# Direction 1
Write out the passage from the post on frontend testing starting at "Integration testing allows" and ending at "in our application.", word for word.

# Page extract

I bet nothing beats the serenity a developer enjoys while sleeping peacefully at night knowing their code won’t break on production. But it’s only as ideal as it sounds. This is because when your code is out there in the wild, it’s fighting battles with users you’ve never thought existed and cases that you couldn’t have possibly even dreamt of. 

The downside of a production issue on your Frontend can have direct implications on your business and customers. So while you can’t always write bug free code, you can always write air-tight tests to prevent your buggy code from reaching production in the first place. 

Shiprocket is growing at an incredible rate, both in terms of the product and technology. As more popular brands start trusting us with their shipping needs, our growing team of engineers found it absolutely necessary to introduce code coverage and unit testing for our Frontend application. But how did we set up unit testing for our application? How did we implement the code coverage workflow? How did we decide it was worth the efforts, time and investments? 

In this post, I’ll answer the above questions for you and walk you through everything you need to know about Frontend unit testing and code coverage. 

Should you be bullish on Testing?

If writing and setting up tests was so easy, we probably wouldn’t be talking about it so proudly here. In fact, most developers and teams shy away from automated testing merely because they feel the time and efforts invested aren’t worth it. 

They’re probably right, but only if they have analyzed this holistically with respect to their product, tech-stack and team. The first thing you need to understand about automated testing is the stronger you want it to be, the more time consuming it becomes. 

Here’s a simple yet underrated evaluation criteria. How much time does it take a developer to fix a production bug in contrast to the time required to write and validate tests for that feature? Here’s another one. How many of those and similar bugs are prevented in the near future once that feature is wrapped with test cases?

For us, the problem was the growing product, frontend code, and engineers who’re contributing every now and then to release features rapidly. We didn’t want to wait for a time where we had no choice. We needed a testing workflow for our Angular application where every developer can test their own features in isolation with a coverage benchmark that had to be passed before their code can be merged in our codebase. However, at the same time, we wanted it to be a relatively quick process. 

The Testing Pyramid

So we agreed on introducing testing and code coverage in our workflow. Typically, there are three kinds of tests:

E2E

It stands for End to End testing. In this type of testing, the entire software or application is tested with respect to its interaction with external entities like a web service, data pipeline, etc. It’s the complex type of testing and is the most difficult and time consuming to set up and implement.

Integration testing

Integration testing allows developers to test complete features or standalone modules of the application. It’s simpler and takes less time than E2E, but overall is still relatively complex and time consuming. 

Unit testing

It’s the easiest to setup, simple and to implement and is the least time consuming process. Unit tests govern individual UI elements or components of a feature, module or a page (if we’re talking about single page applications). 

Testing Pyramid Graphic 

All types of tests are important, but in this post we’ll focus on how we introduced unit testing in our application.

Set up Unit Tests in an Angular Application

Good for us, Angular comes pre configured with Jasmine and Karma to support unit testing out of the box. Thus we didn’t have to do any additional manual setup.

However, to automate the testing process, we took the help of git hook.  Here we use Husky for running our pre-commit and pre-push hooks. After setting hooks, every time a new code is pushed, it’s tested against the written unit test cases. Here’s how our pre-push hook looked like:

But what impact did writing unit tests have on our product and application? Let’s take a deeper dive into some of our unit tests and our thought process.

# Information provided
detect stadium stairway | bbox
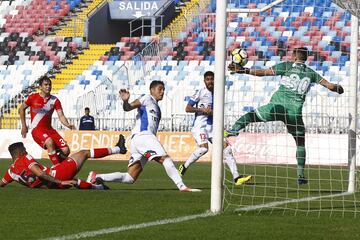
[158,0,210,37]
[56,0,104,37]
[0,44,113,129]
[52,44,113,91]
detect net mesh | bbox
[224,0,360,217]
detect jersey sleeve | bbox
[25,155,38,170]
[188,90,200,106]
[1,169,14,184]
[311,69,324,83]
[138,94,148,106]
[271,62,289,75]
[54,98,62,110]
[24,94,34,106]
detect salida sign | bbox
[109,0,166,19]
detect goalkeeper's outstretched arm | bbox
[228,63,275,77]
[320,78,344,94]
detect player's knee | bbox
[61,147,70,157]
[45,138,56,151]
[123,173,135,184]
[198,147,209,156]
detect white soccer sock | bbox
[184,147,208,168]
[96,172,135,184]
[224,146,239,179]
[163,157,186,189]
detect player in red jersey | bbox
[0,134,127,189]
[19,76,75,165]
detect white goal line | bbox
[235,192,354,212]
[41,212,216,240]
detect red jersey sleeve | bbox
[25,155,38,170]
[25,93,34,106]
[1,169,14,184]
[54,98,62,110]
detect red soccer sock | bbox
[90,148,111,158]
[49,151,61,165]
[77,179,92,189]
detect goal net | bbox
[223,0,360,216]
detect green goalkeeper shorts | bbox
[255,103,305,136]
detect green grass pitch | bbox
[0,160,360,240]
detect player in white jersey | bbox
[88,81,200,192]
[179,71,251,185]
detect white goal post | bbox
[210,0,360,213]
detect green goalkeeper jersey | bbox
[270,62,323,110]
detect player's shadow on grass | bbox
[109,187,210,192]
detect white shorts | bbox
[128,134,167,168]
[191,125,212,145]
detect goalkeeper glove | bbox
[224,130,239,138]
[228,63,250,74]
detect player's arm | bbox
[18,103,29,138]
[56,109,75,130]
[30,164,76,186]
[119,89,141,112]
[185,102,213,115]
[319,78,344,94]
[228,63,275,77]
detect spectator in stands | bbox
[79,107,95,130]
[225,47,344,185]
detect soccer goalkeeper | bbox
[225,48,344,185]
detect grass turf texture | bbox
[0,160,360,239]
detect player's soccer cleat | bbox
[115,134,127,154]
[95,177,110,190]
[298,176,308,185]
[180,187,201,192]
[234,175,252,186]
[179,164,187,176]
[224,130,239,138]
[86,171,96,184]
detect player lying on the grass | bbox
[225,48,344,184]
[88,81,200,192]
[19,76,75,165]
[179,71,251,185]
[0,135,127,189]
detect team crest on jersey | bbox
[144,150,156,159]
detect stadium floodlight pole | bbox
[210,0,227,213]
[348,15,359,193]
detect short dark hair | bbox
[293,47,309,62]
[38,75,51,86]
[149,80,165,89]
[8,142,24,156]
[204,71,215,78]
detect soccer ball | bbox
[231,48,248,66]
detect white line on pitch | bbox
[235,192,353,212]
[42,212,215,240]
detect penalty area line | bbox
[235,192,353,212]
[42,212,216,240]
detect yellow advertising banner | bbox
[42,131,211,161]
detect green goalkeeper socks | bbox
[296,146,306,177]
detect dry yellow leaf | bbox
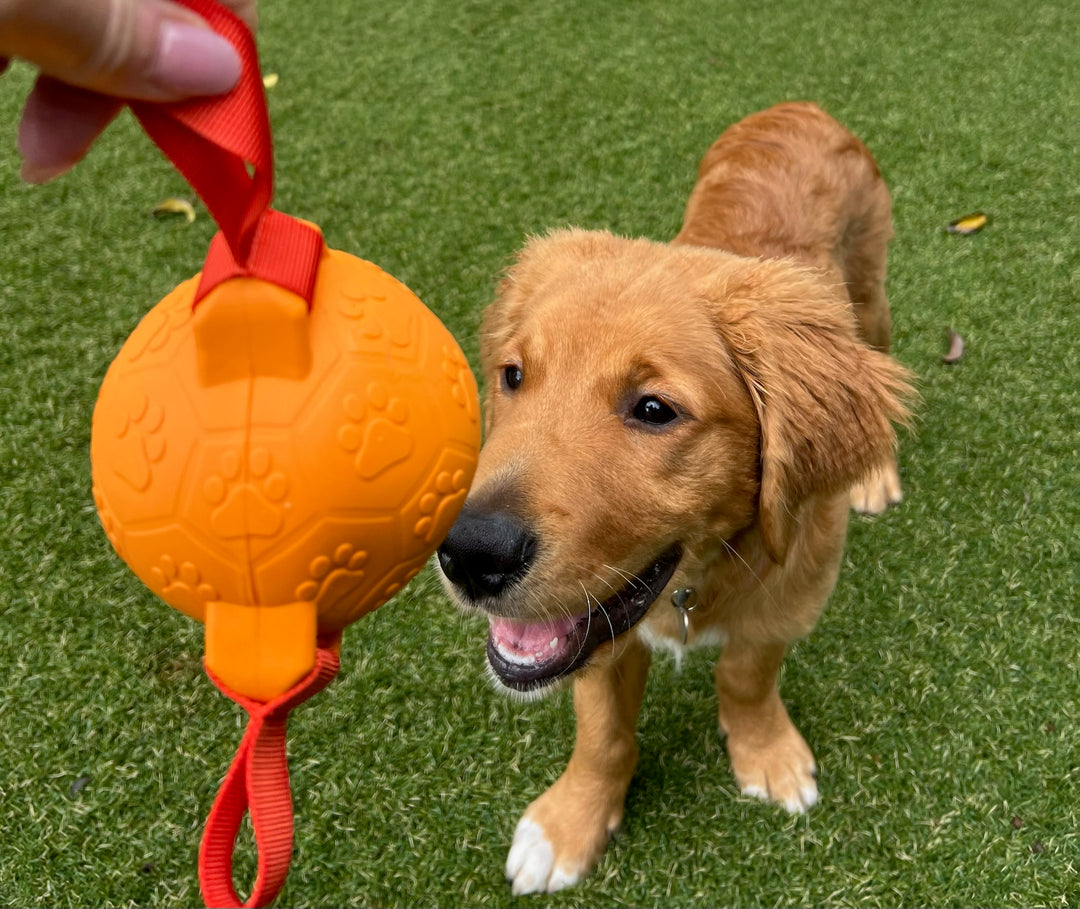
[151,198,195,223]
[945,212,990,233]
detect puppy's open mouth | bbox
[487,543,683,691]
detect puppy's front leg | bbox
[716,640,818,813]
[507,635,650,894]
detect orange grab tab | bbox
[91,0,480,906]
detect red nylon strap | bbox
[199,647,338,909]
[131,0,322,308]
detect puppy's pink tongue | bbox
[490,616,577,659]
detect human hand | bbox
[0,0,256,184]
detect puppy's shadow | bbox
[626,650,738,819]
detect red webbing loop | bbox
[199,647,339,909]
[130,0,322,307]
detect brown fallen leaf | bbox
[151,198,195,223]
[942,328,963,364]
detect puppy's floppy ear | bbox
[712,260,915,562]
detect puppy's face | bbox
[440,234,759,691]
[438,231,906,692]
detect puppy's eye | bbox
[634,394,678,426]
[502,364,525,392]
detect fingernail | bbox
[149,19,241,95]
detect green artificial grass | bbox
[0,0,1080,906]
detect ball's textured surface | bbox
[91,243,480,696]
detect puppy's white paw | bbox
[851,463,904,515]
[507,817,581,896]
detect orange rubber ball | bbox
[91,240,480,701]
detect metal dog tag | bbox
[672,587,698,646]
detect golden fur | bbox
[441,104,910,893]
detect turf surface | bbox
[0,0,1080,906]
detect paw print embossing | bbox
[413,471,469,543]
[203,448,288,540]
[296,543,367,603]
[111,394,165,492]
[338,293,387,340]
[123,296,191,363]
[443,344,480,423]
[338,382,413,479]
[338,293,416,353]
[150,555,219,615]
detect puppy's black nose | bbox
[438,505,537,600]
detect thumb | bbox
[0,0,241,101]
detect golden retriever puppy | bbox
[438,104,910,893]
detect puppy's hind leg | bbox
[842,174,903,514]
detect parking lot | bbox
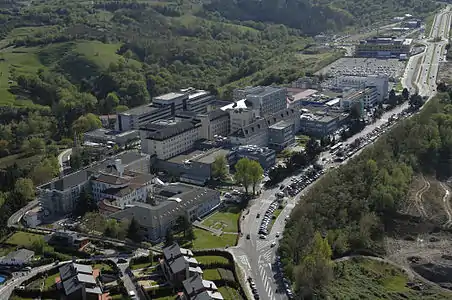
[315,57,406,87]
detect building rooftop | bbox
[168,148,230,164]
[111,183,219,227]
[270,120,293,130]
[154,92,186,101]
[3,249,35,262]
[119,103,162,116]
[38,151,148,191]
[140,119,201,141]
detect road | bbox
[230,6,450,300]
[0,261,70,300]
[58,148,72,172]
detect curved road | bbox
[230,6,450,300]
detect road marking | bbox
[238,255,251,269]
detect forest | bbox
[279,93,452,299]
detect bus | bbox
[330,143,342,153]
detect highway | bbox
[230,6,451,300]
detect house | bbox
[36,151,150,216]
[55,262,103,300]
[181,274,224,300]
[110,183,220,242]
[46,231,89,250]
[0,249,35,266]
[160,243,202,286]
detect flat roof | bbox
[154,92,186,101]
[168,148,230,164]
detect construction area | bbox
[385,175,452,290]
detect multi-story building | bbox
[140,119,201,160]
[300,109,346,137]
[55,263,103,300]
[181,274,224,300]
[197,109,230,141]
[335,75,389,103]
[355,37,412,58]
[268,120,295,150]
[229,108,300,147]
[340,87,378,115]
[115,88,215,131]
[157,148,229,185]
[36,151,150,215]
[110,183,220,242]
[91,164,154,208]
[227,145,276,170]
[160,243,202,286]
[246,86,287,117]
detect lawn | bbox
[93,263,113,271]
[74,41,141,69]
[202,269,221,280]
[5,231,44,248]
[202,206,241,232]
[130,262,153,270]
[193,228,237,249]
[195,255,229,265]
[0,47,45,108]
[326,259,452,300]
[44,272,60,290]
[218,286,243,300]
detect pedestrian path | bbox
[256,240,272,252]
[259,264,276,300]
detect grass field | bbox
[326,259,452,300]
[202,269,221,280]
[218,286,243,300]
[195,255,229,264]
[202,206,240,232]
[6,231,44,248]
[193,228,237,249]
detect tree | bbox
[402,88,410,101]
[305,137,322,160]
[212,155,228,180]
[72,113,102,134]
[234,158,252,194]
[294,232,333,298]
[388,89,397,106]
[75,188,98,216]
[175,215,190,237]
[165,228,174,246]
[127,218,141,242]
[105,92,119,113]
[14,178,35,202]
[248,160,264,195]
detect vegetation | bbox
[325,258,450,300]
[202,206,240,232]
[280,94,452,293]
[234,158,264,195]
[212,155,229,180]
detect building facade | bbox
[140,119,202,160]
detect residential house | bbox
[160,243,202,286]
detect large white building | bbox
[140,119,201,160]
[91,159,154,208]
[233,86,287,117]
[115,88,215,131]
[336,75,389,103]
[36,151,150,215]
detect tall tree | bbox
[249,160,264,195]
[234,158,252,194]
[127,218,141,242]
[402,88,410,101]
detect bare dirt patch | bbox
[385,175,452,290]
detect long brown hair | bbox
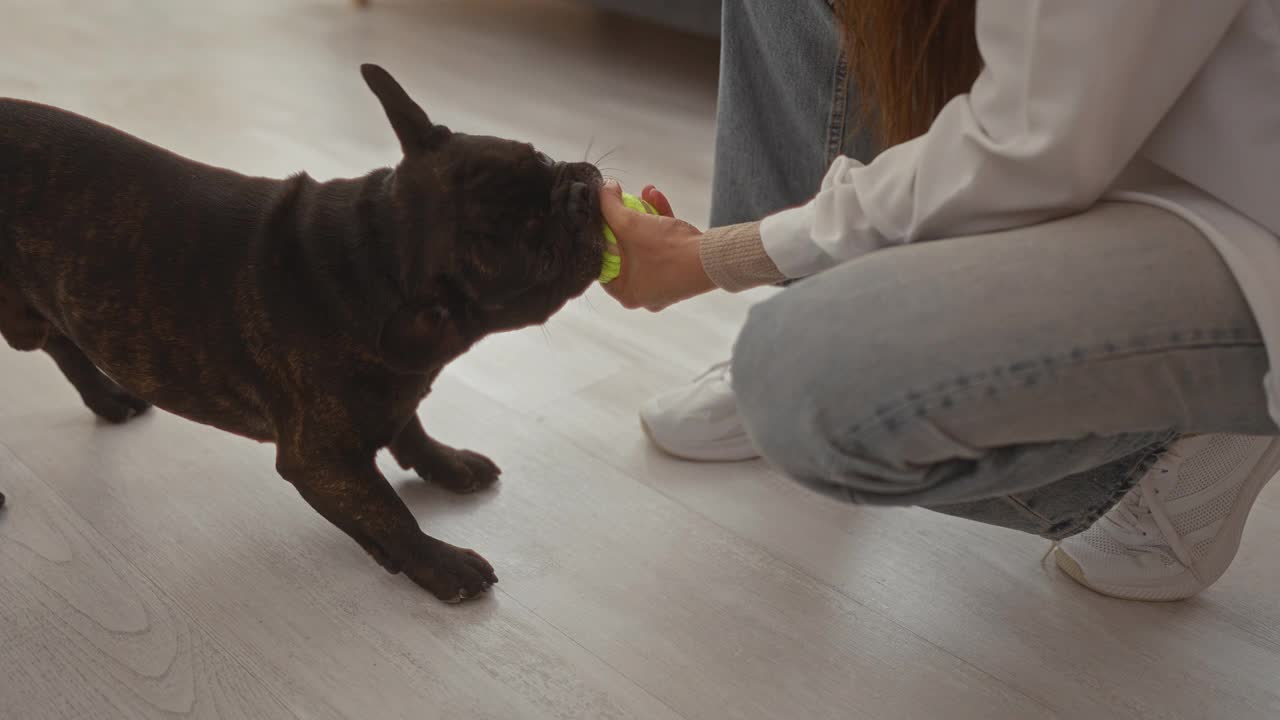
[835,0,982,147]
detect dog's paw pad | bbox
[432,450,502,495]
[406,543,498,605]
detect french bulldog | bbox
[0,64,604,602]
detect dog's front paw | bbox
[82,387,151,424]
[419,448,502,495]
[404,541,498,603]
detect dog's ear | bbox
[360,63,449,155]
[378,305,477,373]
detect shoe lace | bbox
[1106,446,1183,538]
[694,360,732,383]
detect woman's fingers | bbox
[640,184,676,218]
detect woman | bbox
[603,0,1280,600]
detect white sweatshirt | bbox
[760,0,1280,423]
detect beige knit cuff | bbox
[698,223,787,292]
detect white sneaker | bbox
[640,363,760,462]
[1053,434,1280,601]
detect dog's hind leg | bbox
[45,333,151,423]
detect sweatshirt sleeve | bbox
[698,223,787,292]
[760,0,1247,278]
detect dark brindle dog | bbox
[0,65,604,602]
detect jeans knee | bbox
[732,286,978,505]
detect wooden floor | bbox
[0,0,1280,720]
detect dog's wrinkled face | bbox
[361,65,604,353]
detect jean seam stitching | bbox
[824,50,849,165]
[1044,430,1179,539]
[847,329,1263,442]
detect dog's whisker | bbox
[591,147,618,165]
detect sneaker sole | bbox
[1053,439,1280,602]
[640,418,760,462]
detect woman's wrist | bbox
[698,223,787,292]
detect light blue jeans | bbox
[712,0,1280,539]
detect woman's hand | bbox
[600,181,716,313]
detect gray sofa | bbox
[586,0,721,37]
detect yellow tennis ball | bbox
[600,192,660,284]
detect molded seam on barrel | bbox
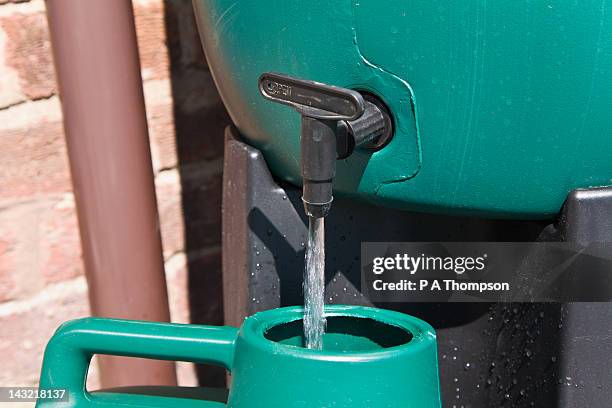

# Direction 2
Extract the records starting at their first line and ending at the line containing "[86,171,96,184]", both ends included. Reproduce those lines verbatim and leave the pictures out.

# Expected output 1
Integration testing allows developers to test complete features or standalone modules of the application. It’s simpler and takes less time than E2E, but overall is still relatively complex and time consuming. 

Unit testing

It’s the easiest to setup, simple and to implement and is the least time consuming process. Unit tests govern individual UI elements or components of a feature, module or a page (if we’re talking about single page applications). 

Testing Pyramid Graphic 

All types of tests are important, but in this post we’ll focus on how we introduced unit testing in our application.

# Expected output 2
detect stadium stairway | bbox
[158,0,210,37]
[56,0,104,37]
[0,44,113,129]
[52,44,113,91]
detect net mesh | bbox
[224,0,360,217]
detect jersey sleeve | bbox
[25,155,38,170]
[188,90,200,106]
[1,169,14,184]
[311,69,324,83]
[138,94,148,106]
[271,62,289,75]
[54,98,62,110]
[24,94,34,106]
detect salida sign | bbox
[109,0,166,19]
detect goalkeeper's outstretched arm | bbox
[228,63,275,77]
[320,78,344,94]
detect player's knee | bbox
[61,147,70,157]
[45,138,56,151]
[123,173,135,184]
[198,147,209,156]
detect white soccer sock | bbox
[184,147,208,168]
[96,172,135,184]
[224,146,239,179]
[163,157,186,189]
detect player in red jersey | bbox
[0,134,127,189]
[19,76,75,165]
detect white goal line | bbox
[235,192,354,212]
[41,212,216,240]
detect red jersey sleeve | bbox
[25,155,38,170]
[25,93,34,106]
[1,169,14,184]
[54,98,62,110]
detect red soccer sock | bbox
[90,148,111,158]
[49,151,61,165]
[77,179,92,189]
detect goal net | bbox
[223,0,360,216]
detect green goalkeeper shorts | bbox
[255,103,305,136]
detect green grass pitch | bbox
[0,160,360,240]
detect player in white jersey | bbox
[88,81,200,192]
[179,71,251,185]
detect white goal post | bbox
[210,0,360,213]
detect green goalkeeper jersey | bbox
[270,62,323,110]
detect player's shadow on grass | bbox
[109,187,210,192]
detect white shorts | bbox
[128,134,167,168]
[191,125,212,145]
detect goalkeeper glove | bbox
[224,130,239,138]
[228,63,250,74]
detect player's arm | bbox
[18,103,29,138]
[56,109,75,130]
[30,164,76,186]
[119,89,141,112]
[185,102,213,115]
[319,78,344,94]
[228,63,275,77]
detect spectator in stands | bbox
[79,107,95,130]
[225,47,344,185]
detect soccer goalkeeper | bbox
[225,48,344,185]
detect grass turf texture | bbox
[0,160,360,239]
detect player's soccer cleat | bbox
[115,134,127,154]
[95,177,110,190]
[298,176,308,185]
[180,187,201,192]
[234,175,252,186]
[179,164,187,176]
[224,130,239,138]
[86,171,96,184]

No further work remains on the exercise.